• Required action: The reply should consist of the line containing "Expected: a single pin indicated on each instance of the shadow" and all lines after it in the listing below, reproduced exactly and nothing more.

• Exercise input:
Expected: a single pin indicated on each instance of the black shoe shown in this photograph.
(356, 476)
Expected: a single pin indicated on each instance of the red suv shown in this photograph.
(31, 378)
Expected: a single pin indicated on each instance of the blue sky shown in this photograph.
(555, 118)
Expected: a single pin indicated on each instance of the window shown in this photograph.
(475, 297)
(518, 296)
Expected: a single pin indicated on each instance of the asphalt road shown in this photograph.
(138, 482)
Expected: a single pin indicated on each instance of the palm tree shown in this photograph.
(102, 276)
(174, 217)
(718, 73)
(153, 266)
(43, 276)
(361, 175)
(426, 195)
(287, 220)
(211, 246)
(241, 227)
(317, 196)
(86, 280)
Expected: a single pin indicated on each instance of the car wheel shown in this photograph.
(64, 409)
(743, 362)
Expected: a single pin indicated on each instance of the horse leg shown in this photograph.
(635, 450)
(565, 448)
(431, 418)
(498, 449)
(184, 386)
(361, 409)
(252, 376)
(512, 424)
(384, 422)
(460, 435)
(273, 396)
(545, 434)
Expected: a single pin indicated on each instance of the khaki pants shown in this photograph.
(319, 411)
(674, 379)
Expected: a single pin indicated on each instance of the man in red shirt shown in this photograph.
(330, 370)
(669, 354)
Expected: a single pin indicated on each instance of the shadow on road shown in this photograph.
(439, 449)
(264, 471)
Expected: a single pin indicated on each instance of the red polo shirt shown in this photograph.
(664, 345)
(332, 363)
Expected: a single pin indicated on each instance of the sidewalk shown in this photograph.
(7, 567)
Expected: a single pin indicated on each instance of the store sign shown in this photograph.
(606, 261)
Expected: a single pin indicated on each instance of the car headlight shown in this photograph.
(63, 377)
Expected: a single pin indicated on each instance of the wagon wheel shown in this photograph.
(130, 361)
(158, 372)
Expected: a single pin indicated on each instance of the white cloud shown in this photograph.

• Answer space:
Expected: a single pin indicated on each instance of the shadow on road shown in this photograph.
(439, 449)
(264, 471)
Expected: a single pin indicated on each instance of the red polo shirt shown in this photograph.
(664, 345)
(332, 363)
Expected: a single pin indicated on each instance of the sidewalk shown in this photograph.
(7, 567)
Expected: a single pin indicated on each instance of the store sign shown in this photograph.
(606, 261)
Expected: a single pin indicated on each instance of the car headlight shown in this photograph.
(63, 377)
Expected: a single pin indicated on each instance of the wagon wheel shown in this photograph.
(130, 361)
(158, 372)
Expected: a single pin indicated on each instance of the white cloud shown in this photograph.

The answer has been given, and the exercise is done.